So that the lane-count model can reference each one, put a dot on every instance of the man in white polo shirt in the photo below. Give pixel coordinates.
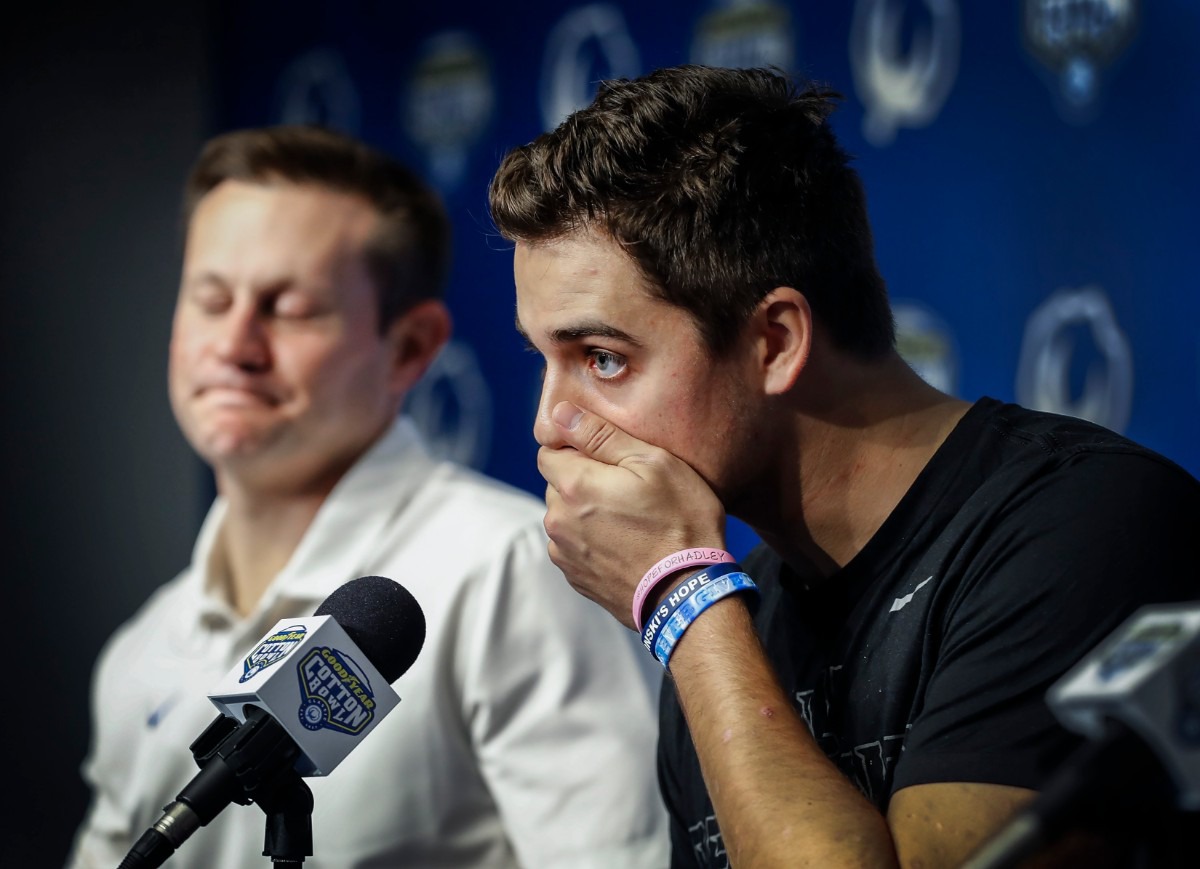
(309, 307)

...

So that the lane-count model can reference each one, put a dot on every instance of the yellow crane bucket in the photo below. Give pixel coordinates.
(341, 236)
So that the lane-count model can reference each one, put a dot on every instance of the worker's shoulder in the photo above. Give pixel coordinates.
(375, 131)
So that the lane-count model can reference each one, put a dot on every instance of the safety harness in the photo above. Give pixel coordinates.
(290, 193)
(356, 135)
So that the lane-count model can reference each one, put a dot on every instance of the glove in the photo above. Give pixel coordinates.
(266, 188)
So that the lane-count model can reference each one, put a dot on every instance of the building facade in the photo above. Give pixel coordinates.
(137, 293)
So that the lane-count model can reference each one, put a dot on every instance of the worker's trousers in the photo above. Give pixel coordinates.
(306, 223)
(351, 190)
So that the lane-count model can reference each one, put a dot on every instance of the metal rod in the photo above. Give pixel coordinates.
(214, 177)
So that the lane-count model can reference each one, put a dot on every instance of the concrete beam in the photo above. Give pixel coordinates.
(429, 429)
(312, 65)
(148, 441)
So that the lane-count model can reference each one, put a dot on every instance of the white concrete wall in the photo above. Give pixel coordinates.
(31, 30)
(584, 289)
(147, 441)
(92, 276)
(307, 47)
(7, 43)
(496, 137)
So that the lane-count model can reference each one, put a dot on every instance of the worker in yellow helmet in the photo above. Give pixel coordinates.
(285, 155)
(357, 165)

---

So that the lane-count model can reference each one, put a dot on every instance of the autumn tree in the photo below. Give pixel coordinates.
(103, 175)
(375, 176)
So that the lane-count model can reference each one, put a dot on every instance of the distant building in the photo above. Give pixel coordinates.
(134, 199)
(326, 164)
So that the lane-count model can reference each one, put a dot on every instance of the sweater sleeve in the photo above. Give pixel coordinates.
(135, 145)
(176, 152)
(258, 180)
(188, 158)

▶ _Problem_
Which lines in the entries above contain the word "building"? Show each of those lines in full.

▶ _Written response_
So that the lane-count model can reference each one, put a dot on every instance of the building facade in the photo above. Give pixel coordinates.
So that the lane-count model can reference each one, put a dot on every instance of the distant building in the photo above. Give pixel coordinates.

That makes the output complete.